**Requirement:**
Pictures stay out of the output. Return exactly the lines below from the one with "point(380, 102)" down to the one with "point(420, 323)", both included, and nothing more.
+++ Information supplied +++
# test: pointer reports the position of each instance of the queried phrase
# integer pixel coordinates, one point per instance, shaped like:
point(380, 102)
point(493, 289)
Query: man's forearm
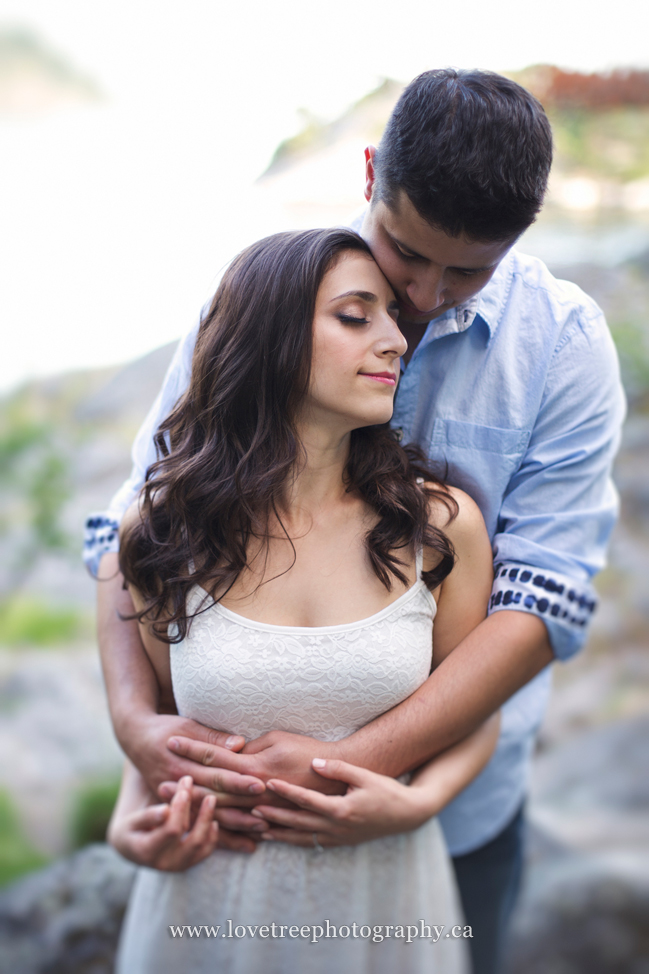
point(131, 683)
point(494, 661)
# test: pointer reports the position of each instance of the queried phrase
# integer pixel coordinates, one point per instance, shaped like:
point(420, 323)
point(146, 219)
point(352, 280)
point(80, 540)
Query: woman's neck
point(318, 483)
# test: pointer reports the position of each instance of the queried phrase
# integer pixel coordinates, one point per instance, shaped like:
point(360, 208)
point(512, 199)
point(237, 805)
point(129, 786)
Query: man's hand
point(157, 763)
point(373, 807)
point(277, 754)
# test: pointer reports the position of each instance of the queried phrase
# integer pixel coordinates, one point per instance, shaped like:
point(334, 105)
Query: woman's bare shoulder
+++
**Result of the task:**
point(380, 102)
point(493, 289)
Query: man's forearm
point(131, 683)
point(494, 661)
# test: pointer reports the position of each instance of the queried phrase
# integer pixel coordinates, one point per instance, shaped like:
point(420, 323)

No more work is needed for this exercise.